The lines to extract start at the one containing "Check that every instance of the wooden wall" and end with the last line; give them exactly and nothing more.

— begin —

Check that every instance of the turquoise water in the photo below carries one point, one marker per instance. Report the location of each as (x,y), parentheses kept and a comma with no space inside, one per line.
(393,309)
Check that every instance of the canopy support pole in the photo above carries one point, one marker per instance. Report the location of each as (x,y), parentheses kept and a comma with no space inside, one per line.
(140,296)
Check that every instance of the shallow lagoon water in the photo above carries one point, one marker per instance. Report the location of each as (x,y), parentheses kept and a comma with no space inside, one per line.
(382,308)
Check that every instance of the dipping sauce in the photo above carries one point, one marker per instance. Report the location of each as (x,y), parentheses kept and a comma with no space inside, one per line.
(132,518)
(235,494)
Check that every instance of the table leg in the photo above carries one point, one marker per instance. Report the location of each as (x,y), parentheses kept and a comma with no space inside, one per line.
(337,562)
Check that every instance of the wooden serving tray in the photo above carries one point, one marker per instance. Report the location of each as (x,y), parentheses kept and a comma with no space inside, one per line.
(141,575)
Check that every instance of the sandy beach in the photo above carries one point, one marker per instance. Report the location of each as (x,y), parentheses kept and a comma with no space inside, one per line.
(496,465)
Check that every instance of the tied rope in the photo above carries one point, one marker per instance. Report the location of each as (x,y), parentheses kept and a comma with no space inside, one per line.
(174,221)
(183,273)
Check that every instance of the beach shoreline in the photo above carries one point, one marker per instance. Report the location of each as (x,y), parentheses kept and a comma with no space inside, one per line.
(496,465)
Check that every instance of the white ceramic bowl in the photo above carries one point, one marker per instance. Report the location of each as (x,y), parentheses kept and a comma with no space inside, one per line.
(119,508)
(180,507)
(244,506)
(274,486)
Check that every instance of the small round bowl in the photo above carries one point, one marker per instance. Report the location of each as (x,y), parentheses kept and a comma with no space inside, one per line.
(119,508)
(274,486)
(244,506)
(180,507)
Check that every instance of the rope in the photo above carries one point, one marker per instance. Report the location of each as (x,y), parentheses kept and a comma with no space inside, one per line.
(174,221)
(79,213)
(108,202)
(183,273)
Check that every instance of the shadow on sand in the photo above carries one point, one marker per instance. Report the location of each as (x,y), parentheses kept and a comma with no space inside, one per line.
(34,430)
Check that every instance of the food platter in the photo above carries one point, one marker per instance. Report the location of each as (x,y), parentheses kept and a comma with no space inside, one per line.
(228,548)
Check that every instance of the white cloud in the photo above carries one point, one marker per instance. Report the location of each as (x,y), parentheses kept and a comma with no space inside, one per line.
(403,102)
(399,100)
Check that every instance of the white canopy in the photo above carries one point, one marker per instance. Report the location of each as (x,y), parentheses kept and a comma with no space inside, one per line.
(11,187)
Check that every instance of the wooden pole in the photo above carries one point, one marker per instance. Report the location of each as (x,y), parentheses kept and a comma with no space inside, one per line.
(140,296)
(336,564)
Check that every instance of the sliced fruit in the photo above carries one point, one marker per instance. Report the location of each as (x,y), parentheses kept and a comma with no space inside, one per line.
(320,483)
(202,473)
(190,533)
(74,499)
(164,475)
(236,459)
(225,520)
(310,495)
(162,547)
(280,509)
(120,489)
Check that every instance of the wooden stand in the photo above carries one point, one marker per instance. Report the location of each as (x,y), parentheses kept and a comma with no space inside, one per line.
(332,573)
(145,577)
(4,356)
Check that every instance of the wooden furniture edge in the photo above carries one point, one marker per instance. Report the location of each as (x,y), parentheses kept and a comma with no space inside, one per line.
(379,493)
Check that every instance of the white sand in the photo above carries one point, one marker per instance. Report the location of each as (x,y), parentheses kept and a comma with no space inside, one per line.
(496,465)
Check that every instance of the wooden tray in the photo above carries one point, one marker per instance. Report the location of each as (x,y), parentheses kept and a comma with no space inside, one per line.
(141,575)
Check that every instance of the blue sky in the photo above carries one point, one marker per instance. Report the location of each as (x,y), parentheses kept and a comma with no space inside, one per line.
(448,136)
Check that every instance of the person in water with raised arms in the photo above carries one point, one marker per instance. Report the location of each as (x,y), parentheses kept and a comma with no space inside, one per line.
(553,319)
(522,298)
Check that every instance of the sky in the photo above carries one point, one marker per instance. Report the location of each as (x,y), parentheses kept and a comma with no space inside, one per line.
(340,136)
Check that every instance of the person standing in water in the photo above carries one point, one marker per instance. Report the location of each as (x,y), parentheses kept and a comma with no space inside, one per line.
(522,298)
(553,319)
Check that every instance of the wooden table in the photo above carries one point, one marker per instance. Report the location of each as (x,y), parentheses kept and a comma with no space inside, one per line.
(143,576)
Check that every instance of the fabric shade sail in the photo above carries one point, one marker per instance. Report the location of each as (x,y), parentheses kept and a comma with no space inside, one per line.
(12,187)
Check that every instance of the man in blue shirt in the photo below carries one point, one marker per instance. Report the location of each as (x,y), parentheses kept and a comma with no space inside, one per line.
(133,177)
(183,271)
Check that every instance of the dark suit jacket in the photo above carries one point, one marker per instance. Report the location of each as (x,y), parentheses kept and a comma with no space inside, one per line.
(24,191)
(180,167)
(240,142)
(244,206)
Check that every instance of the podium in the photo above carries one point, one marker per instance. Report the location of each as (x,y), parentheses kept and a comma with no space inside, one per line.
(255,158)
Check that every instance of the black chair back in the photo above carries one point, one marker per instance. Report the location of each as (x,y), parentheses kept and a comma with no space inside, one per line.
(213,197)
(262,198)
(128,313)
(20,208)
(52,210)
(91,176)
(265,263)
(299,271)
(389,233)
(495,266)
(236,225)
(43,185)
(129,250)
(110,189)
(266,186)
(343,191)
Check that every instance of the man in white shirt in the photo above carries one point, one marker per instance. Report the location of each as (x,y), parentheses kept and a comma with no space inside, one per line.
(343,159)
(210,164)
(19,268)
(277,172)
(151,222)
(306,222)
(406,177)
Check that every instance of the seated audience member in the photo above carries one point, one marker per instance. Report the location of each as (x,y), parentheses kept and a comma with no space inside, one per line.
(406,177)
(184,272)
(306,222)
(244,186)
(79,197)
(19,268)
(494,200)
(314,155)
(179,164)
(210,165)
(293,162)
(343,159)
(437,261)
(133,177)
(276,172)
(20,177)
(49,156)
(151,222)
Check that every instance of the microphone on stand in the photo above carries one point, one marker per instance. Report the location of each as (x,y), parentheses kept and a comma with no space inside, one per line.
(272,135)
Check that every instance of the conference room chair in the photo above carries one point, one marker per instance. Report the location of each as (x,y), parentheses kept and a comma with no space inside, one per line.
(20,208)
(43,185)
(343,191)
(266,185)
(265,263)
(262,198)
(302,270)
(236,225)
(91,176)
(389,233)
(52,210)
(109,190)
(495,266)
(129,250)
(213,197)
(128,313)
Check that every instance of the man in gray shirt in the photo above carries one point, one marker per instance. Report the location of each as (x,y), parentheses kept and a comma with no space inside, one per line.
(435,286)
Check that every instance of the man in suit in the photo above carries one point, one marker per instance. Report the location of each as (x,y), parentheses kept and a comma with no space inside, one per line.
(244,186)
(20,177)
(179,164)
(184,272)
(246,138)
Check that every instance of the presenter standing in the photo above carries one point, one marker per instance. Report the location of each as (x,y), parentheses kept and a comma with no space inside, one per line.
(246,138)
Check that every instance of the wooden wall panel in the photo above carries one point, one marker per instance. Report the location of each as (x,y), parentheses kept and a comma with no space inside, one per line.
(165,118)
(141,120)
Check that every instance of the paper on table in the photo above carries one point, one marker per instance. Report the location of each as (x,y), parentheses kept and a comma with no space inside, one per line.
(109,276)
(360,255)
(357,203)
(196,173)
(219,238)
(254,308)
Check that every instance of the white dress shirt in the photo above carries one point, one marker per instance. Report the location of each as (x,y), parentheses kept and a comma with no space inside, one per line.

— end —

*PROBLEM SOLUTION*.
Check that every instance of the wooden wall panel in the photo above carries one point, one marker per instance. Report the location of each as (x,y), parentheses kept and a comma with no space inside, one per line.
(165,118)
(141,120)
Check that every instance of the paper on table in the photo above carries one point, one marker per instance. Report the location of each as (x,y), parentheses kept and a comma with no space inside, one per line.
(109,276)
(360,255)
(357,203)
(196,173)
(219,238)
(254,308)
Check that every instance of the white dress shirt in the photo above carries one point, one marker per instance. Report the location of each as (x,y), parentheses kept and a comma with no space inside, one per line.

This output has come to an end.